━━ Records for the exercise

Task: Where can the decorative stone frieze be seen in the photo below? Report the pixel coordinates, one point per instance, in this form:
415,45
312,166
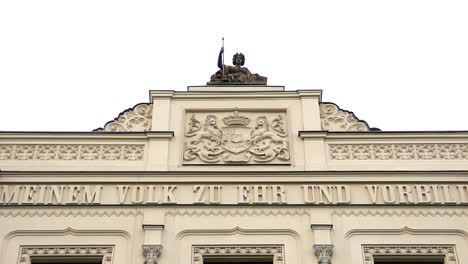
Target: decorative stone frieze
136,119
151,253
236,212
445,251
335,119
26,253
406,151
68,152
230,251
236,137
323,253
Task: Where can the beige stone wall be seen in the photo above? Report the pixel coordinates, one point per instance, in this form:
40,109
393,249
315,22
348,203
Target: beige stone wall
109,193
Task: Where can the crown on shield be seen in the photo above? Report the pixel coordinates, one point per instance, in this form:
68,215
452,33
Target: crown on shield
236,120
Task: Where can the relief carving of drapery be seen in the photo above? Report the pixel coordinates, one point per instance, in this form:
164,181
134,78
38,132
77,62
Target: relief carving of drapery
232,137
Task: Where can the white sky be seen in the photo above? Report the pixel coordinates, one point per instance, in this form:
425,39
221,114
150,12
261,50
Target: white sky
74,65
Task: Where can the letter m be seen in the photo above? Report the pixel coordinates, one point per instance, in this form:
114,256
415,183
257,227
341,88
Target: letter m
7,196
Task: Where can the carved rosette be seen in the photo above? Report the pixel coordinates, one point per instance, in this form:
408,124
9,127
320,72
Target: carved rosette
323,253
234,137
136,119
333,118
151,253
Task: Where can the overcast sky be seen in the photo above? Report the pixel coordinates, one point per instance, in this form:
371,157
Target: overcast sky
74,65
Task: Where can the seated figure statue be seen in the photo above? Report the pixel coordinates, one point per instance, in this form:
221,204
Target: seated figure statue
232,75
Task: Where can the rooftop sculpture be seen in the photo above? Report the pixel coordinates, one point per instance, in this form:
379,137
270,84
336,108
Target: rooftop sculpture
235,75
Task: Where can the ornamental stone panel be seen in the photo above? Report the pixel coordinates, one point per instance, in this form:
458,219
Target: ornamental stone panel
236,137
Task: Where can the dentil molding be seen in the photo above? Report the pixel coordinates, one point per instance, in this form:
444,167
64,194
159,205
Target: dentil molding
447,251
233,251
73,152
28,252
407,151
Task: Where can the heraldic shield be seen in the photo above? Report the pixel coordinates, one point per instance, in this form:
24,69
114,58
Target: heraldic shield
236,142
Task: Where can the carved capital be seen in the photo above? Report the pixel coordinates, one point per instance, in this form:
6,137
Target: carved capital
151,253
323,253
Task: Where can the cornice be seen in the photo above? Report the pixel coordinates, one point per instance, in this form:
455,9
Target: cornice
12,135
393,135
234,94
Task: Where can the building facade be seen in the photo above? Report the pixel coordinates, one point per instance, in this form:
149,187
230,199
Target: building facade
234,174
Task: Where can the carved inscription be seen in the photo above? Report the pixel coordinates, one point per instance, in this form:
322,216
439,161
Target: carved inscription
234,194
236,137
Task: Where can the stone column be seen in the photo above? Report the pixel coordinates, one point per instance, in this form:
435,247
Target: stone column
152,244
323,248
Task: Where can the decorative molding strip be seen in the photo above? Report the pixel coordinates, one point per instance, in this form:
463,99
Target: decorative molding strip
407,230
200,252
416,151
446,251
424,213
333,118
86,152
199,213
68,213
26,253
136,119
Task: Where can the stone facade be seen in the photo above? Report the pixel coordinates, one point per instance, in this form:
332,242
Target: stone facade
237,173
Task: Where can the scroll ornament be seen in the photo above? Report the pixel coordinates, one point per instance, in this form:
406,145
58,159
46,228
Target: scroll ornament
323,252
335,119
236,142
151,253
136,119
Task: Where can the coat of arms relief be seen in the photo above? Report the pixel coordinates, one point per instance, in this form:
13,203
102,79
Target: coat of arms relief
236,137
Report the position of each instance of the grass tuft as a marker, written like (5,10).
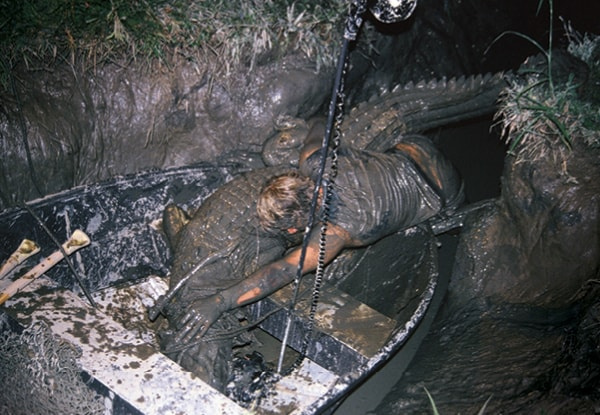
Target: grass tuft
(230,32)
(540,118)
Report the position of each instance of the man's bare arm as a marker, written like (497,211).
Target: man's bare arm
(204,312)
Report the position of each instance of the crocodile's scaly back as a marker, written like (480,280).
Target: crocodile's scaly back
(379,123)
(225,228)
(415,108)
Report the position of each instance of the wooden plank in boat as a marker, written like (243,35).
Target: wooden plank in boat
(347,332)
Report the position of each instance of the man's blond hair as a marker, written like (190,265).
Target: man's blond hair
(284,203)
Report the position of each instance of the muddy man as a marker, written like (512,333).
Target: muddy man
(373,195)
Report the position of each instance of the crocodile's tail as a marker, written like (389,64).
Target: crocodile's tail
(414,108)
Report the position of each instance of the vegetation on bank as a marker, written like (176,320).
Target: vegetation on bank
(546,107)
(230,32)
(542,116)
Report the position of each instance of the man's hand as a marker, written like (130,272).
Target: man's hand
(198,318)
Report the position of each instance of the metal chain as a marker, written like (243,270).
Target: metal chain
(335,117)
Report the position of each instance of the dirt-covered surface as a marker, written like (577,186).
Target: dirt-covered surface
(521,319)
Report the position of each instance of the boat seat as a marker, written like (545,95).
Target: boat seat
(346,333)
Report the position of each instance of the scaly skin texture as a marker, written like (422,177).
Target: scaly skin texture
(225,228)
(378,124)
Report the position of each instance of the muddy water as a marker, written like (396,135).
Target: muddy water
(478,155)
(523,359)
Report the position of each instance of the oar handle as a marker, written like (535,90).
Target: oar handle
(77,241)
(26,249)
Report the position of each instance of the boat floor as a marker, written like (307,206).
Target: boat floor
(119,351)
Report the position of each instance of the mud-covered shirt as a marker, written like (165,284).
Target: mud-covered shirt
(376,194)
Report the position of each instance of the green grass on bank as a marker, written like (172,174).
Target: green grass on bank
(232,31)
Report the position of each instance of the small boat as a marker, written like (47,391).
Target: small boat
(370,302)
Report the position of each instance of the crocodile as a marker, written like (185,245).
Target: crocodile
(379,123)
(222,243)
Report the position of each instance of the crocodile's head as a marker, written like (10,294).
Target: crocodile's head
(283,148)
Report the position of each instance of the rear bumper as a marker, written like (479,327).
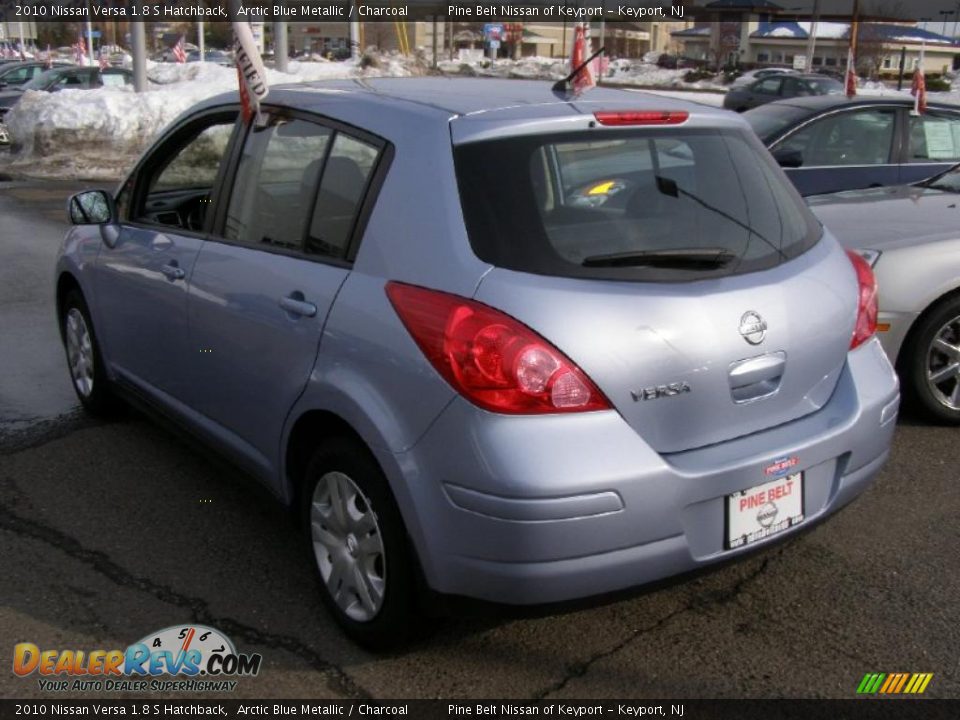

━━━━

Copy the lines above exactly and exclude every image.

> [Task answer]:
Task: Where can the decorative stone frieze be seen in the photo below? Report the pixel coordinates, one point per instance, in this form:
415,45
312,166
Target: decorative stone frieze
136,119
151,253
236,212
445,251
335,119
26,253
406,151
68,152
230,251
236,137
323,253
Task: Where can the beige stone wall be seen in the photo above? Report the pixel coordinates, one point per instance, in this form:
40,109
393,249
315,22
348,203
Target: beige stone wall
109,193
Task: Where can the crown on shield be seen in the photo above? Report the pixel coordinates, one point per instance, in this form:
68,215
452,33
Target: crown on shield
236,120
Task: Where can the relief carving of drapery be seen in the photo above? Report the pixel coordinates, one point per instance, in this form:
164,181
134,78
38,132
77,62
Target: relief carving of drapery
232,137
Task: Where can the white sky be seen in the photo above? Report the pixel coordinates, one point per instance, in this form:
425,39
221,114
150,12
261,50
Target: white sky
74,65
Task: Where can the letter m be seen in the photo above? Report the pixel coordinates, one point per instance, in this form:
114,256
415,183
257,227
341,88
Target: letter m
7,196
Task: Where can the carved rosette be seen in the photo above? Report the pixel coordinates, one point per instance, in this form:
408,124
9,127
320,72
Target: carved rosette
323,253
234,137
136,119
333,118
151,253
Task: Where can the overcast sky be seen in the photo above? Report the pixel coordinates, one point per instance, in this form:
371,157
Target: overcast sky
74,65
Task: Where can the seated figure statue be seen in the photo above? Report the pixel coordinates, one point per instance, in this form:
221,204
Target: seated figure statue
232,75
Task: Where can the rooftop sculpture be seen in the photo above? Report the pixel coordinates, one point per instance, in this form:
379,137
270,84
336,108
Target: rooftop sculpture
235,75
Task: Where can the ornamental stone panel be seen in the photo above? Report the pixel coordinates, one point per instance, in this form:
458,219
Target: ornamental stone panel
236,137
Task: Where can the dentil molding be seen in the photo above? Report the pixel coordinates, one point per instance, in this form:
444,167
64,194
159,205
Target: dentil molding
447,251
233,251
73,152
28,252
407,151
Task: Where can the heraldic shield be seen in the photo above? Report the pixel coordinates, one point per instance, in this form:
24,69
114,58
Target: heraldic shield
236,142
Task: Where can the carved capital be seen in the photo above? Report the pixel coordinates, one point per instance, in this form:
6,137
Target: carved capital
151,253
323,253
Task: Where can the cornice be seen in the photo above? Report the pixel coordinates, one point per instance, in this form:
455,9
Target: cornice
12,135
393,135
234,94
Task: Where can the building facade be seen in the photo above? Report the pixel coordinates, one point per instance, in this form:
149,187
230,199
Target: building facade
234,174
Task: Where can the carved inscription be seen in the photo above? Report the pixel coordinates, one point per instance, in this form:
322,216
439,161
Target: carved inscription
234,194
236,137
Task: Where can the stone column be seen in the photo above? Report the pixel coordinates, one point per instance, in this form:
435,247
Target: stone column
152,244
323,248
Task: Where can the decorative molding strip be seen in the photo above? Report the pixel coordinates, one point per instance, in this form:
463,99
Target: decorative molding strip
407,230
200,252
416,151
446,251
424,213
333,118
86,152
199,213
68,213
26,253
136,119
Task: Where can the stone facade be seen in the photo above? Report the pixel coordinates, one point per instance, in this form:
332,242
Target: stone facade
237,173
Task: Where can the scroll ornament be seen in the photo above? Report the pixel coordinates, one point per instance, in this form:
406,145
58,159
46,228
Target: scroll ornament
323,252
335,119
236,142
151,253
136,119
Task: Where can the coat of arms relief be seen in the photo above? Report the pixel coordinates, one point per instance, in this form:
13,203
102,79
Target: coat of arms relief
236,137
Report the position of each instance of the grass tuft as a marker, written like (5,10).
Target: grass tuft
(230,32)
(540,118)
Report the position of each instance of the man's bare arm as a marker, written like (497,211).
Target: man's bare arm
(204,312)
Report the position of each instance of the crocodile's scaly back as a marker, written like (480,280).
Target: crocodile's scaly back
(379,123)
(225,228)
(415,108)
Report the position of each instance of the wooden plank in boat as a marker, written like (243,35).
Target: wooden plank in boat
(347,332)
Report the position of each instance of the man's blond hair as a marker, written like (190,265).
Target: man's blond hair
(284,203)
Report the position of each instance of the muddy man as a marker, written like (512,333).
Target: muddy man
(373,195)
Report the position of each instance of the crocodile's tail as a marker, written like (389,64).
Target: crocodile's tail
(414,108)
Report the position of each instance of the vegetation on bank as a marker, written like (176,320).
Target: vegetation on bank
(546,107)
(230,32)
(542,116)
Report the position of each instance of the man's hand as a marker, written like (130,272).
Target: man's hand
(198,318)
Report the position of each instance of the metal chain as a marker, written like (243,270).
Target: metal chain
(335,117)
Report the position of each instance of the dirt-covered surface as a marker, written like (577,186).
Target: dirt-covered surface
(521,319)
Report the position of each instance of the boat seat as a marker, written like (545,95).
Target: boat seat
(346,333)
Report the position of each instance of the scaly skin texture as a marker, written like (422,177).
Target: scaly skin texture
(225,228)
(378,124)
Report the position of each instance of the muddy water as a marker, written like (396,135).
Target: muddy water
(478,155)
(523,359)
Report the position of each instance of the oar handle as a marker, written like (535,90).
Target: oar handle
(77,241)
(26,249)
Report the position of each instance of the boat floor as a marker, written like (307,206).
Target: boat floor
(119,351)
Report the position of each instance of the mud-covered shirt as a marker, written like (165,284).
Target: mud-covered shirt
(376,194)
Report the position of each instance of the green grass on bank as a marker, written like (172,174).
Target: green grass on bank
(232,31)
Report the position of each instance of the small boat as a marker, written like (47,391).
Target: small boat
(370,302)
Report the position of each instance of the crocodile as a marker, written like (185,245).
Target: crocodile
(379,123)
(222,243)
Report the position of each instance of the crocodile's head as a marker, written like (10,294).
Target: crocodile's head
(283,148)
Report the position of each instance of the rear bumper as a marker, written like (479,327).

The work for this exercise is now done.